(Entrées d'un jeu de données de pointage)
%%

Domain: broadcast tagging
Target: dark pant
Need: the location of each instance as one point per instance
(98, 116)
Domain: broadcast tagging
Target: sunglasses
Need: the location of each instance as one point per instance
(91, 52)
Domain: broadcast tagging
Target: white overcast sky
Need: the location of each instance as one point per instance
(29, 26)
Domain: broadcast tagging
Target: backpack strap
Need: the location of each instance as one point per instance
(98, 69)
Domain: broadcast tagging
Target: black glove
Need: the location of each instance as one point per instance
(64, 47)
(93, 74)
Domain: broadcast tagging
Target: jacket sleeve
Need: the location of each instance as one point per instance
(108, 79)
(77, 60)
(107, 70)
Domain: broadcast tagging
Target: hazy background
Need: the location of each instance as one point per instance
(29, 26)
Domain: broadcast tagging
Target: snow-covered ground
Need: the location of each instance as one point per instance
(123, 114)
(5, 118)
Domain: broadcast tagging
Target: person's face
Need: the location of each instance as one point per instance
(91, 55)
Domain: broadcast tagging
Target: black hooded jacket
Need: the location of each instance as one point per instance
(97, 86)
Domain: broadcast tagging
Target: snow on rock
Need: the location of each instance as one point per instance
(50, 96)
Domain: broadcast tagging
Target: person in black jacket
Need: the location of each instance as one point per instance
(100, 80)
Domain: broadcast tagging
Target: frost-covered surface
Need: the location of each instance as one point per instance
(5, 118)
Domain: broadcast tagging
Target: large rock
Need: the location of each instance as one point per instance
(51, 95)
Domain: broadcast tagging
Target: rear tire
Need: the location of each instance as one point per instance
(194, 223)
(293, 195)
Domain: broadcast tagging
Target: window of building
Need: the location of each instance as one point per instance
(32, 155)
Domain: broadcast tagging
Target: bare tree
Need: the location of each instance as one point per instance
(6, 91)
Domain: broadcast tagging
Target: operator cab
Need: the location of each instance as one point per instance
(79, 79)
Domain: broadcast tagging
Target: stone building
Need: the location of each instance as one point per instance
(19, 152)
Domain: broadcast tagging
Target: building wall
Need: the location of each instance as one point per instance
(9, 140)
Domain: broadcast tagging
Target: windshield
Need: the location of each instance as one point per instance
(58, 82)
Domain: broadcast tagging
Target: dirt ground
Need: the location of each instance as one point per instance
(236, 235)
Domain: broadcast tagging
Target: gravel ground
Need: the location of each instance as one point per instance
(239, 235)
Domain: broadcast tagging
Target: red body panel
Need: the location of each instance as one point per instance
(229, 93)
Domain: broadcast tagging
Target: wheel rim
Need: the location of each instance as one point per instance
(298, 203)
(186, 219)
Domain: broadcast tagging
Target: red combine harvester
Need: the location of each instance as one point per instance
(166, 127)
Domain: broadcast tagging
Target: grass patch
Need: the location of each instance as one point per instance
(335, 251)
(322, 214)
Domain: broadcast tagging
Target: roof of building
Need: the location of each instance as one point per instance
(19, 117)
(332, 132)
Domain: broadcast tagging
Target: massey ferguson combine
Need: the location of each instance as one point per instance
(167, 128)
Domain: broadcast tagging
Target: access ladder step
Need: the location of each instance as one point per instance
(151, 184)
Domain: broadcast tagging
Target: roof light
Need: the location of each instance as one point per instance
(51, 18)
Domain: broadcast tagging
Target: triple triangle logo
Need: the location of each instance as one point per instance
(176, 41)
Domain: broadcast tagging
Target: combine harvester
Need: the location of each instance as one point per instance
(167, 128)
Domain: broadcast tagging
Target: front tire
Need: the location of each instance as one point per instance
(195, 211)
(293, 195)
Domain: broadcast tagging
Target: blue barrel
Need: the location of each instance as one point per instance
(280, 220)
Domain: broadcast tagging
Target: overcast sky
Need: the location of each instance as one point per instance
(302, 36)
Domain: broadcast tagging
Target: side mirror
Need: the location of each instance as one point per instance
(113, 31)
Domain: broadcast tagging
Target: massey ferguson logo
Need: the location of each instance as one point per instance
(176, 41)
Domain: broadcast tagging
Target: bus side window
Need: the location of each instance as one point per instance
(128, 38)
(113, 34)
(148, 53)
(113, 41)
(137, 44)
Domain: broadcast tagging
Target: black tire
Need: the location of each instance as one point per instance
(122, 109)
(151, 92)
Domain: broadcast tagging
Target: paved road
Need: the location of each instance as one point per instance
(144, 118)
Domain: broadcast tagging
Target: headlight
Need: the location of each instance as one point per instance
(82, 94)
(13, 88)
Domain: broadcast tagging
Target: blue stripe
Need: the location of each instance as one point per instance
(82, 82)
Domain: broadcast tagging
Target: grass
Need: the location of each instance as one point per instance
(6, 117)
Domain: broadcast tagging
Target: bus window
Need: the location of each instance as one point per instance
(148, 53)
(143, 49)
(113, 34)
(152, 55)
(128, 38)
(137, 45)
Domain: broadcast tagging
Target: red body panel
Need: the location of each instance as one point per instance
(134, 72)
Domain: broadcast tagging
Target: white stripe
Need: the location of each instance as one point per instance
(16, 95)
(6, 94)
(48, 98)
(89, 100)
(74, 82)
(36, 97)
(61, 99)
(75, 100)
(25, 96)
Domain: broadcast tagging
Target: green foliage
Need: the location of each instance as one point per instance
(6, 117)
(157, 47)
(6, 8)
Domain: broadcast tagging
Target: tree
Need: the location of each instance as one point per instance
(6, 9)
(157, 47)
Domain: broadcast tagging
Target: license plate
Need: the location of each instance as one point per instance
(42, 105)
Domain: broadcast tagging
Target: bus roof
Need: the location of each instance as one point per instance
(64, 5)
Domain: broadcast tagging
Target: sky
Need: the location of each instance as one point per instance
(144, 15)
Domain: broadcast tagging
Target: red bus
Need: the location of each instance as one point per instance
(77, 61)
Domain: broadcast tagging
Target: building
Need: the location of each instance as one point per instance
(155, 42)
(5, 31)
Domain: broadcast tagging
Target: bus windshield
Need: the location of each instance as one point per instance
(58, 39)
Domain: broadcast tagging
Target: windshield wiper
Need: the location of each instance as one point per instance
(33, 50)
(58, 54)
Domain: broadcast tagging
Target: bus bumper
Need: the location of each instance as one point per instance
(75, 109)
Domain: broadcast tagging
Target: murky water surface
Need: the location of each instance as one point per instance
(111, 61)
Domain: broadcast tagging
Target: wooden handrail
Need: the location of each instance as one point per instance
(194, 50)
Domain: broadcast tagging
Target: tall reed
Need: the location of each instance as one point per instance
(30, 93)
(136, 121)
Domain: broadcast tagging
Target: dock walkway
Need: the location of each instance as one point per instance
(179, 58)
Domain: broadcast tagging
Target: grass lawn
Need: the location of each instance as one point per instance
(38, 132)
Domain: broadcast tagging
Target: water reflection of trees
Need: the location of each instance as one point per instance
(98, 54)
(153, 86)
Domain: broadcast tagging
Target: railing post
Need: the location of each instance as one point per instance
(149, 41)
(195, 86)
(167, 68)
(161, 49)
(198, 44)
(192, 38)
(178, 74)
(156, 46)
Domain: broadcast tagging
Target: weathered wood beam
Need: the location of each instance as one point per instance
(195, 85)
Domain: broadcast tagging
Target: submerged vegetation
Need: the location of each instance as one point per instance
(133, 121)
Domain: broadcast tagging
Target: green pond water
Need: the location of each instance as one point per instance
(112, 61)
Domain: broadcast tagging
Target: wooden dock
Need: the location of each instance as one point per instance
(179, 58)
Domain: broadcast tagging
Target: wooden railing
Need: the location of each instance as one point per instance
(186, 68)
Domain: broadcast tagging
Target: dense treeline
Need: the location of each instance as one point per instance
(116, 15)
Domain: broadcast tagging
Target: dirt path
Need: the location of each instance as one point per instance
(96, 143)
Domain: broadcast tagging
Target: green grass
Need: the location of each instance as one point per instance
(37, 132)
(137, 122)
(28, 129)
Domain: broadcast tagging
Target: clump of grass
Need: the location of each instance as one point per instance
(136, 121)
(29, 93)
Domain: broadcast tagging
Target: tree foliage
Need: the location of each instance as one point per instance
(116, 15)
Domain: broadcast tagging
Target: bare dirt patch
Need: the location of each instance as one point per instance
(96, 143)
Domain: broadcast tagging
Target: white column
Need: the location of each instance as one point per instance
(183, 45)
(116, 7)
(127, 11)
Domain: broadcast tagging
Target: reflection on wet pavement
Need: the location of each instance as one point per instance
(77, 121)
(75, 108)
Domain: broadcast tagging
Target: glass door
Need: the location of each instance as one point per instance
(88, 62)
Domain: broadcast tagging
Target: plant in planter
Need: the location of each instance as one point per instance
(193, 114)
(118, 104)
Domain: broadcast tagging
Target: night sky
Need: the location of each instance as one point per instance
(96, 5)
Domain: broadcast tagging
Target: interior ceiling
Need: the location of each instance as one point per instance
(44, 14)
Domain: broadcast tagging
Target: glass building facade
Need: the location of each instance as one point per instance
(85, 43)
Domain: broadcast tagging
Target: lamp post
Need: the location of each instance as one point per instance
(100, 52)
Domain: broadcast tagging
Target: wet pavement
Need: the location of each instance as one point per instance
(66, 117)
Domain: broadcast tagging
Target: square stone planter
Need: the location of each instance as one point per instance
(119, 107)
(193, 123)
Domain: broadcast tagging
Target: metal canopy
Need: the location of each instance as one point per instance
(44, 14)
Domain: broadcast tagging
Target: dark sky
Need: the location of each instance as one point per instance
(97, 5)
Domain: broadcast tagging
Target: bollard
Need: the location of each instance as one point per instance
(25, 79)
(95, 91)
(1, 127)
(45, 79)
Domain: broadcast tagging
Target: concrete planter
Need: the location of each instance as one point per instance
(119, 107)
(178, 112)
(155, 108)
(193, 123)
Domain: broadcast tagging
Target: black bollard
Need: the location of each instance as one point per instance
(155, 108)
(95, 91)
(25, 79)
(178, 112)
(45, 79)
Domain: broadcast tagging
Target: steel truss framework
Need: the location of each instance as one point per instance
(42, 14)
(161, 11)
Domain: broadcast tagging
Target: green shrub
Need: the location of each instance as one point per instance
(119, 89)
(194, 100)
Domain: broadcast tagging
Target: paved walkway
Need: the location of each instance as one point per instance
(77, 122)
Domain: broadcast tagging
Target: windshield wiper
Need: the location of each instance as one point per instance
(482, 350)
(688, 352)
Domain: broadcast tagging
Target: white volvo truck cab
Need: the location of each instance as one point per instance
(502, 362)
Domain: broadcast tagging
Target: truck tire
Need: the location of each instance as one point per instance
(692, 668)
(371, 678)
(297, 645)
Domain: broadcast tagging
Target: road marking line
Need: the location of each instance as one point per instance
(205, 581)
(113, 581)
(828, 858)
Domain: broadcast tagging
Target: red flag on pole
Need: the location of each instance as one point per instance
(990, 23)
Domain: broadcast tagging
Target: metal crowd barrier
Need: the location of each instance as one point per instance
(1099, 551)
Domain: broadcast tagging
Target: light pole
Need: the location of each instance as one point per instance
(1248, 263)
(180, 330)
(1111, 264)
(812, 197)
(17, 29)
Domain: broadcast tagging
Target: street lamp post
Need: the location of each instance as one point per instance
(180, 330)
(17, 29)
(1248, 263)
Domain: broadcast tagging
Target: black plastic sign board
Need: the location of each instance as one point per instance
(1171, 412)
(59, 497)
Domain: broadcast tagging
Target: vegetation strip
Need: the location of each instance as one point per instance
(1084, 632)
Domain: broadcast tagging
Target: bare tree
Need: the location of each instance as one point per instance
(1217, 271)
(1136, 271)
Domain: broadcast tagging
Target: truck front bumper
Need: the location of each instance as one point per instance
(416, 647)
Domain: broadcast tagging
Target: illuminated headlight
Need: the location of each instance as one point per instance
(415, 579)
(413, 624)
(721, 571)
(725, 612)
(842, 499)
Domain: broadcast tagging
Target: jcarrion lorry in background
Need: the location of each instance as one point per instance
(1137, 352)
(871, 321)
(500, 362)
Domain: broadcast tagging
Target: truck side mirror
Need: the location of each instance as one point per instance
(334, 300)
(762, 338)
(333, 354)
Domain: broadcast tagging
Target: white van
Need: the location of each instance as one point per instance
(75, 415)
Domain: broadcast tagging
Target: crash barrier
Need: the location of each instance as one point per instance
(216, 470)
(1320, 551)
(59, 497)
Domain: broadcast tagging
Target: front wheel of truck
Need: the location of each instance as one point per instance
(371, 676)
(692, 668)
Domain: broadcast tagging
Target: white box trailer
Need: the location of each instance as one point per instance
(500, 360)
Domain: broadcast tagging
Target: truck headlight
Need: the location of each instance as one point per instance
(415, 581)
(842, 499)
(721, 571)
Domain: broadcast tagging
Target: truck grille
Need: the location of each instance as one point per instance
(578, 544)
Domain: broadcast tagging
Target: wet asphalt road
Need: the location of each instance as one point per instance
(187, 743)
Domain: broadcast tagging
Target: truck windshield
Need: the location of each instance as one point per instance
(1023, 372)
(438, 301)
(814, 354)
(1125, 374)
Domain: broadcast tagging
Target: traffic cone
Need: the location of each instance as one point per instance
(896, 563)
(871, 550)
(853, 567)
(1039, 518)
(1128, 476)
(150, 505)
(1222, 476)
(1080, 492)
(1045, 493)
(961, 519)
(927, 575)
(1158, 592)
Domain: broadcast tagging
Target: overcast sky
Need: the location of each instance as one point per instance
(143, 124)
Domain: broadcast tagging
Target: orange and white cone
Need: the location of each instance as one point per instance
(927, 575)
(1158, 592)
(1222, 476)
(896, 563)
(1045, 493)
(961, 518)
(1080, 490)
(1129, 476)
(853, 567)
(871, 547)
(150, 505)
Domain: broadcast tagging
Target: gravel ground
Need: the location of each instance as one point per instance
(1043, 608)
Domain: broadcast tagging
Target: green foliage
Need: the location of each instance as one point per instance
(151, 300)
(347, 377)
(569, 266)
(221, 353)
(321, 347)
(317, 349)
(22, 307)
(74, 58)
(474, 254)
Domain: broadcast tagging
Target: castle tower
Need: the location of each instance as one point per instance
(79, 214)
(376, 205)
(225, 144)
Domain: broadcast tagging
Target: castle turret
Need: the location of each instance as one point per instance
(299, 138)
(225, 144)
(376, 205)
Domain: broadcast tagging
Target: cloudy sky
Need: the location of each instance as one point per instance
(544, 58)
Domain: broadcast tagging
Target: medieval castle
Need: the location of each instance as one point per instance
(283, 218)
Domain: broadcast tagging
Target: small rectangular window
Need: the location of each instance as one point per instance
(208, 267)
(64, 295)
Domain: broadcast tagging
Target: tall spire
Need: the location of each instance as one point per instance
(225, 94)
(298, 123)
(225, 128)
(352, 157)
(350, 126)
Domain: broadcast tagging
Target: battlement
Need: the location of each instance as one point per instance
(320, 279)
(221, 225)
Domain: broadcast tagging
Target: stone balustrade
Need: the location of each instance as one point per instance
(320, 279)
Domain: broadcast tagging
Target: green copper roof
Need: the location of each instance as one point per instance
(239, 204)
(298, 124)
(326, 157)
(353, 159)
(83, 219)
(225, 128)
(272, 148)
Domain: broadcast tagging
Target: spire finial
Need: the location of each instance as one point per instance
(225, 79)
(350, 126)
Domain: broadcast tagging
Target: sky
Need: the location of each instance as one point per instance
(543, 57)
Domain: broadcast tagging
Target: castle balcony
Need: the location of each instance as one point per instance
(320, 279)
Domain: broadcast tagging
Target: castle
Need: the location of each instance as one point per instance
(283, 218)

%%

--- Énoncé ---
Filtrez les lignes ci-dessus et recopiez uniquement celles qui contiennent la chaîne "patch".

--- Solution ---
Target: grass patch
Target: bare dirt patch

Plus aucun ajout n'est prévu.